**Problem to solve:**
Retype the entries below without any change, from the line containing "</instance>" through the last line of the entries, both included.

**Task material:**
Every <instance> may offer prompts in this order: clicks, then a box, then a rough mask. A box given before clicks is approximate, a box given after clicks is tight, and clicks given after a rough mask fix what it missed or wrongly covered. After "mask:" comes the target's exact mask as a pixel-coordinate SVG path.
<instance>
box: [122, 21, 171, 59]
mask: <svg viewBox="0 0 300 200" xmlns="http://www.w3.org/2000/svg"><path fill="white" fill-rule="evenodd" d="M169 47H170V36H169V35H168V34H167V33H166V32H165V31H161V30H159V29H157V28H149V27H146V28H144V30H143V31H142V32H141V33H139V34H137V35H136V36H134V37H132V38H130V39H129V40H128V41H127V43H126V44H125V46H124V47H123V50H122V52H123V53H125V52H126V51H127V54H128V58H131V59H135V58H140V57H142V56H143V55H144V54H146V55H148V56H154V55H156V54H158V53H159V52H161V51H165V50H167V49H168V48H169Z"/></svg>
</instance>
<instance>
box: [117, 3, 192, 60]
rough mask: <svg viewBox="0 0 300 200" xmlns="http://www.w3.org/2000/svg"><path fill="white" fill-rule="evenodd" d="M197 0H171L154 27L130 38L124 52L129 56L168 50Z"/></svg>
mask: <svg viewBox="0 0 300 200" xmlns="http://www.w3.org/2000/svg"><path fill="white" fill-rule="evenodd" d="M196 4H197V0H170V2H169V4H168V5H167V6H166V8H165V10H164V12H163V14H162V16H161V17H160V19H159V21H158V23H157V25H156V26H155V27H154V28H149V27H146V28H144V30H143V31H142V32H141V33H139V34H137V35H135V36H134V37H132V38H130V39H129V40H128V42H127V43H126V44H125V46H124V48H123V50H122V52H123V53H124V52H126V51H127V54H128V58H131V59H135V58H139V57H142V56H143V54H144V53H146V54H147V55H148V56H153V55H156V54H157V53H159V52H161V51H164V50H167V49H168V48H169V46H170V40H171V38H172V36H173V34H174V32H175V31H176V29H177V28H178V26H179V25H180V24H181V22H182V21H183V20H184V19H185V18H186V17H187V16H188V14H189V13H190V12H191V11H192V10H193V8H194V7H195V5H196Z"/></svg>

**Response box:**
</instance>
<instance>
box: [117, 3, 192, 60]
rough mask: <svg viewBox="0 0 300 200" xmlns="http://www.w3.org/2000/svg"><path fill="white" fill-rule="evenodd" d="M197 0H171L154 27L130 38L124 52L129 56L168 50Z"/></svg>
mask: <svg viewBox="0 0 300 200" xmlns="http://www.w3.org/2000/svg"><path fill="white" fill-rule="evenodd" d="M196 4H197V0H170V2H169V4H168V5H167V6H166V8H165V10H164V12H163V14H162V16H161V17H160V19H159V21H158V23H157V25H156V26H155V27H154V28H149V27H146V28H144V30H143V31H142V32H141V33H139V34H137V35H135V36H134V37H132V38H130V39H129V40H128V42H127V43H126V44H125V46H124V48H123V50H122V52H123V53H124V52H126V51H127V54H128V58H131V59H135V58H139V57H142V56H143V54H144V53H146V54H147V55H148V56H153V55H156V54H157V53H159V52H161V51H164V50H167V49H168V48H169V46H170V40H171V38H172V36H173V34H174V32H175V31H176V29H177V28H178V26H179V25H180V24H181V22H182V21H183V20H184V19H185V18H186V17H187V16H188V14H189V13H190V12H191V11H192V10H193V8H194V7H195V5H196Z"/></svg>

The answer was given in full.